> _INPUT ROWS_
⟨
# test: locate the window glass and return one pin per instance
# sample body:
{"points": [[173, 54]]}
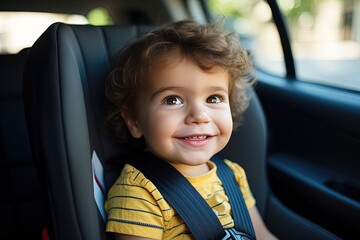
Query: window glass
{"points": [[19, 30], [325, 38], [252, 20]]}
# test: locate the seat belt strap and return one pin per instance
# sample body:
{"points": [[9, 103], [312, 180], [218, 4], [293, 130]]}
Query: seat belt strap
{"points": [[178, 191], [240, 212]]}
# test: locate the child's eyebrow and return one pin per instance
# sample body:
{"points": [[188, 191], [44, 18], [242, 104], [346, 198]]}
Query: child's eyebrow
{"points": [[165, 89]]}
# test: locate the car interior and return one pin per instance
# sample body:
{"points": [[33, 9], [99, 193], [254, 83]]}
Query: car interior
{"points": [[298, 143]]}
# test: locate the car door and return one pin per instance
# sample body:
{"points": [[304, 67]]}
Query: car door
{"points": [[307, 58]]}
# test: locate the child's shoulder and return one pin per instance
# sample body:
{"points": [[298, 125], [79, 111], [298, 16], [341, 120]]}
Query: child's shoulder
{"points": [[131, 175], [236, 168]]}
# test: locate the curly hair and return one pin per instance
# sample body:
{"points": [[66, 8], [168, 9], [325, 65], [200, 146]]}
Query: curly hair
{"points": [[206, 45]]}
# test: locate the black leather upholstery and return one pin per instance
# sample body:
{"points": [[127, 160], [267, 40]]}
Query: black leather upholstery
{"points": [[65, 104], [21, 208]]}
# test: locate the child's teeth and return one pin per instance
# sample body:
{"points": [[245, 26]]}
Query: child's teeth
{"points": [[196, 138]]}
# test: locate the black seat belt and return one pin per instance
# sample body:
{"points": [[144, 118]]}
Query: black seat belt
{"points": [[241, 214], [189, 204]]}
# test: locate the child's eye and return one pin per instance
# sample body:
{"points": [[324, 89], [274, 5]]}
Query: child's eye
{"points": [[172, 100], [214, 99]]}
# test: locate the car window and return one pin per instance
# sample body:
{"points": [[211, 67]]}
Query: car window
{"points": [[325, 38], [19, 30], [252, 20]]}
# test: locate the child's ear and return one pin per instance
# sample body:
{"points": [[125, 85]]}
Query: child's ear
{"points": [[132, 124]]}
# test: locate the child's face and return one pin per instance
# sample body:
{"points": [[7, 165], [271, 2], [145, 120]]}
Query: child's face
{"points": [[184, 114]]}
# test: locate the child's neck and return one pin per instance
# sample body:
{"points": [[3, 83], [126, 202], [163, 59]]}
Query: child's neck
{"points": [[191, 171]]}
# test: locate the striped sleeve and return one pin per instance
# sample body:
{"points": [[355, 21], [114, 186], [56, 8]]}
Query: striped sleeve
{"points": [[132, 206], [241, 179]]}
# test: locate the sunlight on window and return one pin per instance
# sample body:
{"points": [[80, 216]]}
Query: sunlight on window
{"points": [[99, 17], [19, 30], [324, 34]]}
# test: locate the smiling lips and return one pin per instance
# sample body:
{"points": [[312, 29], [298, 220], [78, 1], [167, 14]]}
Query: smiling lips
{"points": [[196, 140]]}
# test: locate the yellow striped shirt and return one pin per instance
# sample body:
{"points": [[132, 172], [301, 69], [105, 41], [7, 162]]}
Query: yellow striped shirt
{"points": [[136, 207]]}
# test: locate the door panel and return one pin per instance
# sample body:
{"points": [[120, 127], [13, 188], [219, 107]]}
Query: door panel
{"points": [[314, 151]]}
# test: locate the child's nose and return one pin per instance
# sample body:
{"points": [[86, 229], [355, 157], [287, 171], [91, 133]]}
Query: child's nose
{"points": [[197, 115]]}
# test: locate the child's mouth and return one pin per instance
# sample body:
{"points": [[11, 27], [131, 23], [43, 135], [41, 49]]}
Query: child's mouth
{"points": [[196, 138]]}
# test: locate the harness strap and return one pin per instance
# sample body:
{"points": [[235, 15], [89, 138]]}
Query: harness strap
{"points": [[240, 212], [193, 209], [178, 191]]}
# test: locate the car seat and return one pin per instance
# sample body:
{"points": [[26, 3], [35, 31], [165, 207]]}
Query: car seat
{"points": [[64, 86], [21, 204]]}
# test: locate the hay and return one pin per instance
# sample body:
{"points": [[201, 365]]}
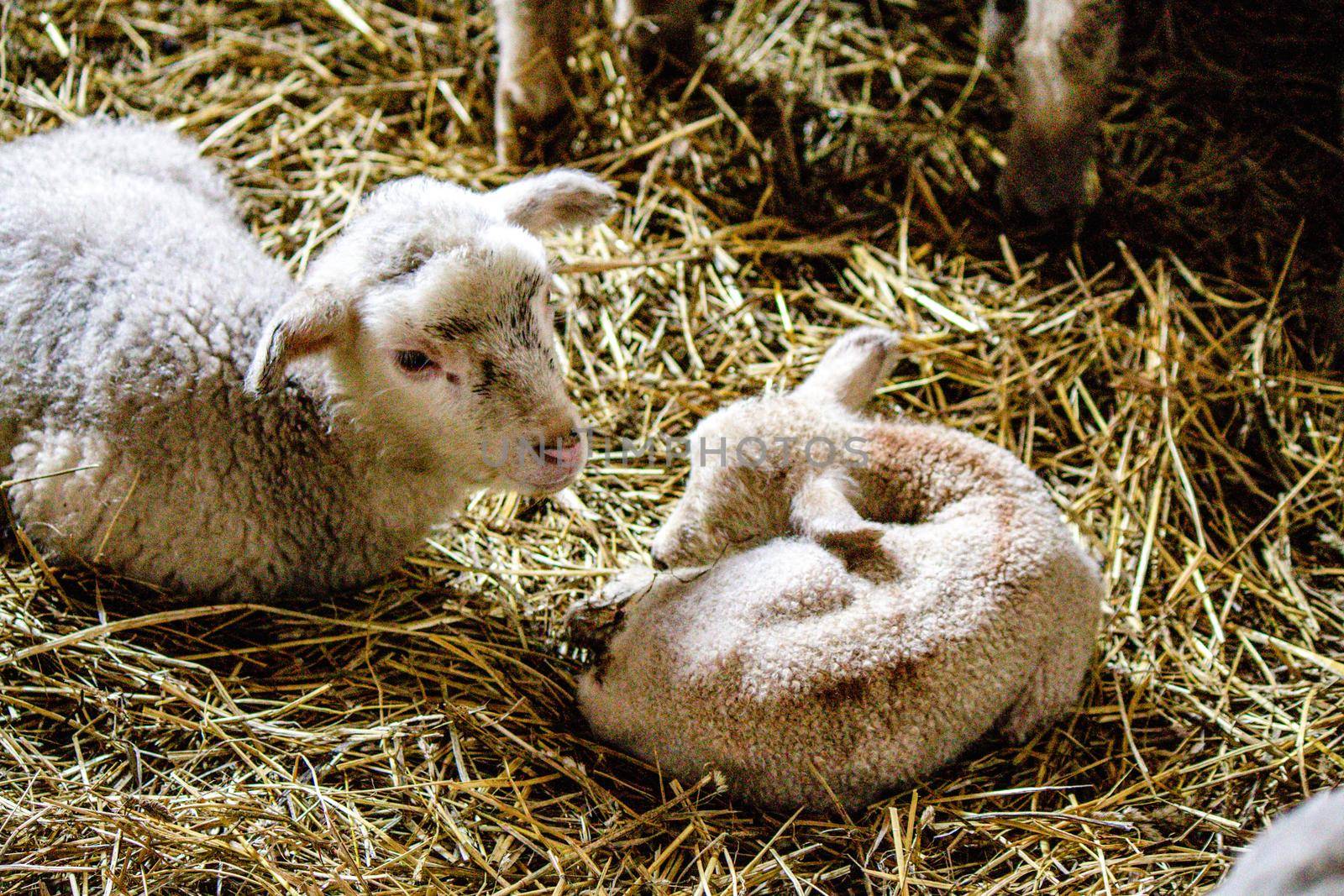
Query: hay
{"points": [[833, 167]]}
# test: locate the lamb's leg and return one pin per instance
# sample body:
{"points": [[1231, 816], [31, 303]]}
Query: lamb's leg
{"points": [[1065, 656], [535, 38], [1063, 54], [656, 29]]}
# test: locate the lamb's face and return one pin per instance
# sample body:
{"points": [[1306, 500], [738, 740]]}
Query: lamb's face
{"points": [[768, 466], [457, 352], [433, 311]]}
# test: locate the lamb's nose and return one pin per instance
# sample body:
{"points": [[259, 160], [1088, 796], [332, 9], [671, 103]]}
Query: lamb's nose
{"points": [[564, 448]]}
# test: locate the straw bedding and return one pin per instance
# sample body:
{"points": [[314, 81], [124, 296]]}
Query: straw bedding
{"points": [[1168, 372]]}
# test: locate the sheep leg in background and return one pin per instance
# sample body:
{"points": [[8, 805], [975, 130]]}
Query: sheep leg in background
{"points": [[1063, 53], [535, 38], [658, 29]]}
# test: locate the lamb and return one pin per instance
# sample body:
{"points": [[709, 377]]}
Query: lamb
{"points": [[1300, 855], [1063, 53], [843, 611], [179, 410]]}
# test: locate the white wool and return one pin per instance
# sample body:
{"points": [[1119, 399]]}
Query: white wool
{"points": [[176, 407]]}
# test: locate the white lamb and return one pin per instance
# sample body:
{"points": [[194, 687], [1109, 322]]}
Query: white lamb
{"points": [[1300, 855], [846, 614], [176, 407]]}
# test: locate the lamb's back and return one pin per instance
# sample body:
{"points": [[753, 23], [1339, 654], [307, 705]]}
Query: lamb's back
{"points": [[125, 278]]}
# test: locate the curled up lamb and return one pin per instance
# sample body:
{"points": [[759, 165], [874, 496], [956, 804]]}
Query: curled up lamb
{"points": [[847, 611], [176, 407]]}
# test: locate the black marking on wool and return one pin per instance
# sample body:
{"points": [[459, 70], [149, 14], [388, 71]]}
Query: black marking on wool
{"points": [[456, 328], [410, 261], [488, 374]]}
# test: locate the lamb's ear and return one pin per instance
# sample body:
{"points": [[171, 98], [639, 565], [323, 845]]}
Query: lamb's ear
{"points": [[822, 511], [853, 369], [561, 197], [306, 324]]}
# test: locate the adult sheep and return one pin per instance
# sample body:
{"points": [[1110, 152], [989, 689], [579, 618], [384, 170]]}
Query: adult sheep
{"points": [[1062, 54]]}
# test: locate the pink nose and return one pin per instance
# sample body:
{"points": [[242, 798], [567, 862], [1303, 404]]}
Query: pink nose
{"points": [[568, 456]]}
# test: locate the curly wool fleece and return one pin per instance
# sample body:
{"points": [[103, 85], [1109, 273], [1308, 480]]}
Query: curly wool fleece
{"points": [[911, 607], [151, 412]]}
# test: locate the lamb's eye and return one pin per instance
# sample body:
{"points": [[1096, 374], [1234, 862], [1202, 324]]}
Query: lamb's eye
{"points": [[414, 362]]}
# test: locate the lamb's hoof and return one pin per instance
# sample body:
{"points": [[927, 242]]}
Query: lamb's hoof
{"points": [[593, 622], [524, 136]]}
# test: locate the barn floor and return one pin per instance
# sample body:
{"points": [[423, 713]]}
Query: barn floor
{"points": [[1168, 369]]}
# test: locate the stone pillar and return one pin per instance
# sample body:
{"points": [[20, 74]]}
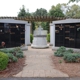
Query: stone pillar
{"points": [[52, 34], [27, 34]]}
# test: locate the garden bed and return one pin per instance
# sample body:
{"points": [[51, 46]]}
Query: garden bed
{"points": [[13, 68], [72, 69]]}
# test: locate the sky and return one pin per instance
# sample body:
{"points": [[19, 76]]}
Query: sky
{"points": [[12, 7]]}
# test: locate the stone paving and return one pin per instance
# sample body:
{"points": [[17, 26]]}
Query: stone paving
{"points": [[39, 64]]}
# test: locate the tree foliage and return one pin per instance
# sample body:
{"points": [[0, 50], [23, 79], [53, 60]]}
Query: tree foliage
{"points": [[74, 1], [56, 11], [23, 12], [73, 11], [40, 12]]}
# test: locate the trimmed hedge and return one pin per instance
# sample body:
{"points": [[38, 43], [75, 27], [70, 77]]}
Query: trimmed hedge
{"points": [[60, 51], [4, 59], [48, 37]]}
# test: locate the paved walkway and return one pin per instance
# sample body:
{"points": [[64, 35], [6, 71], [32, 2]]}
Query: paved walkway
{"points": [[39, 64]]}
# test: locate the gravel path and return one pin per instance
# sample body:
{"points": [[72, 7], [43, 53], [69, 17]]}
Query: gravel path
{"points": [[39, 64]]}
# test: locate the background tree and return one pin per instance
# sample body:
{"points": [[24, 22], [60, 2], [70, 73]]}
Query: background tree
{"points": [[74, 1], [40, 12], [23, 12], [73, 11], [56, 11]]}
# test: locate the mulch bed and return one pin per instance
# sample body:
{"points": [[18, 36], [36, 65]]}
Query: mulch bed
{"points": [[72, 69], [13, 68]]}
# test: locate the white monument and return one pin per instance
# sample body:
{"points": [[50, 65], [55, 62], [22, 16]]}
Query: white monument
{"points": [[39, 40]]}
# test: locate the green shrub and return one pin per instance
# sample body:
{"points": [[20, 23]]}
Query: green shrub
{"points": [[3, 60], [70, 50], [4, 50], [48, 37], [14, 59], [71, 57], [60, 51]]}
⟩
⟨
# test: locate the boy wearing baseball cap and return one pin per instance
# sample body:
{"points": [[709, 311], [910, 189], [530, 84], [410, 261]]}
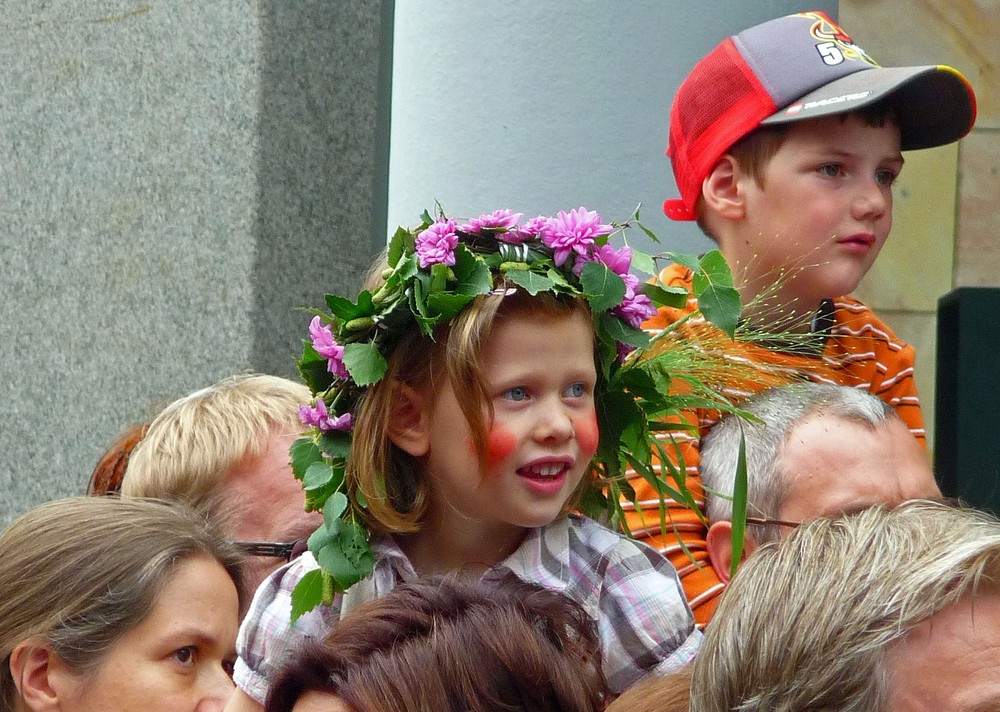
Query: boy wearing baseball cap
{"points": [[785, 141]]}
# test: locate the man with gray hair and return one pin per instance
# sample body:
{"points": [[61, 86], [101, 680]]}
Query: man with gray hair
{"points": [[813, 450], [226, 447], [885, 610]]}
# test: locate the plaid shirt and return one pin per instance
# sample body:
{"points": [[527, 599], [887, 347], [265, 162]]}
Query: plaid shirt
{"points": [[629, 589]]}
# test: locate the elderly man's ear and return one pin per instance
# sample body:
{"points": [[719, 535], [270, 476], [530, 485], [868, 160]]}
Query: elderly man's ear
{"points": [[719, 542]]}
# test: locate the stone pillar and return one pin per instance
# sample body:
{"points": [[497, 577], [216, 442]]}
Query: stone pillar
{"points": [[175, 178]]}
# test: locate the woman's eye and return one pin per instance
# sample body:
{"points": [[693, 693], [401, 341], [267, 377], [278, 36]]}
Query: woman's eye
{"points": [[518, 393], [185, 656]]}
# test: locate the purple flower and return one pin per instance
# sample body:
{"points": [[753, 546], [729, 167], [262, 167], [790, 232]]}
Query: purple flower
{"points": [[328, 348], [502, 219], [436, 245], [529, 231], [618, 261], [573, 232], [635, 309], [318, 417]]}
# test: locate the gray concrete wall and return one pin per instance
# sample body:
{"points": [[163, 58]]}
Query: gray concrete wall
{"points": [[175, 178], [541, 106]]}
⟩
⟨
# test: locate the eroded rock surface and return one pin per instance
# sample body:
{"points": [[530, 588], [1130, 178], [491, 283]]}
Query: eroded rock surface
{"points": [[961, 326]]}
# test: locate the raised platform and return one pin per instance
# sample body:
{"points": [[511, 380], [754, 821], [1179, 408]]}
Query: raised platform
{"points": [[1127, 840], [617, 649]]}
⟩
Please report how many lines in the records above contain the word "concrete", matching case exactly, and give only that number.

> _RESULT FOR THIS TASK_
2